> Selected passage

Say something like, “I’m sure he did a fine job of diagnosing your problem, but we’ve found over the years that there are sometimes several solutions to the same problem, some of which might actually be able to save you a considerable amount of money. Why don’t you come in so my certified technicians can see how much they might be able to save you?”
Approaching it that way, you are not discrediting what anyone else has told them. You are simply holding out the hope that with your diagnosis some money might be saved. We know that’s what the customer always wants to believe, that their problem really isn’t that bad and that they don’t need a transmission or other major repair. As long as we can keep that hope alive there is a chance to bring them in. If the hope dies they then believe us to be like everyone else they’ve already spoken with so, of course, they would expect a price from us as well.
One of my favorite questions to ask of a customer who tells me that he’s already had it diagnosed and knows it needs a transmission or other major work and has a price is, “Is there any reason aside from price why you didn’t have them do the work?” When you ask it that way you take price right out of the equation, making them tell you about anything else that might have turned them off at that shop or the reason why the “brother-in-law” can’t actually do the job.
I have never met anyone other than a car enthusiast or a racer who wanted to spend money to fix a car. So a perfect rebuttal to someone whom you are trying to talk in for diagnosis is to say, “You know, you keep asking me for a price on a transmission. If I or anyone else quotes you any kind of a price on a rebuilt transmission we would be confirming that you need one, but no one knows that for sure right now. It would be based on your or someone else’s assumption only. Would you really be interested in spending a lot of money on somebody’s assumption of what’s wrong? When you keep asking for a price on a rebuilt transmission there is something that I can assure you will happen: Someone is going to sell one to you. Whether you need it is another story, but your asking for a price on one is like walking into the drug store and asking for a price on a bottle of aspirin. The assumption is that you or someone close to you has a headache. It’s already been diagnosed and you’re there to buy the aspirins and for no other reason. You ask the price as a comparison check or because you aren’t sure whether you have enough in your pocket, but you are going to buy the aspirins.”

> Data shown

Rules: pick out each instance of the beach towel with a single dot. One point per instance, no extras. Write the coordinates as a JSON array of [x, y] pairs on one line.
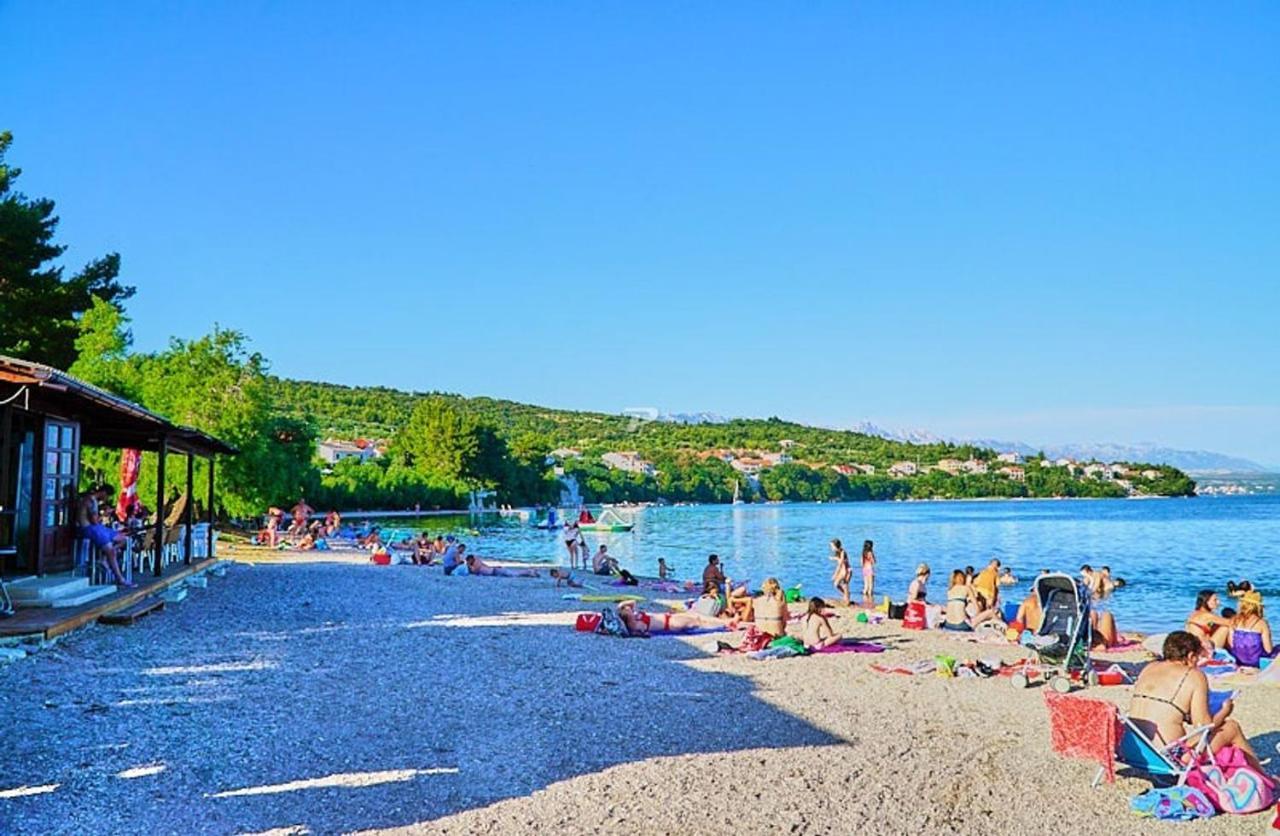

> Exercise 1
From the passage on talking repair customers in for a diagnosis, list every question, each ending in a question mark, that the writer gives as something to say to a customer.
> Exercise 2
Go on with the passage on talking repair customers in for a diagnosis, picking up right after its last sentence.

> Exercise response 1
1. "Why don't you come in so my certified technicians can see how much they might be able to save you?"
2. "Is there any reason aside from price why you didn't have them do the work?"
3. "Would you really be interested in spending a lot of money on somebody's assumption of what's wrong?"

> Exercise response 2
Our business is one of many facets. It’s not cut and dried like a retail store, and we should never allow it to be that. If we get lazy we will get buried as so many retail businesses have. If we make it about price, then it’s no longer about quality or service. We would then have to compete in an arena in which we don’t fare too well. The problem is that we run legitimate businesses. Our shops are registered and pay taxes and insurance. They can’t compete price- wise with shops that aren’t. So we have to compete in different ways.
So let the Internet and television be places for customers to begin to gather information. Don’t fear them, but use them to convert callers who think they now know everything about how to shop for car repairs. It isn’t all that hard to do, but it requires a different attitude from you and anyone else who answers your telephones. They have to be caring and understanding. They need to be patient with callers and not get rattled when they are continually asked for prices. They have to understand that the caller only thinks he knows on the basis of what he’s read or heard. He doesn’t really know much more than a couple of semi-useful words and phrases that he might have picked up. He still doesn’t know how his car works, but he does know that he doesn’t want to buy any kind of a major repair that he doesn’t need even though he’s asked you for the price of one several times.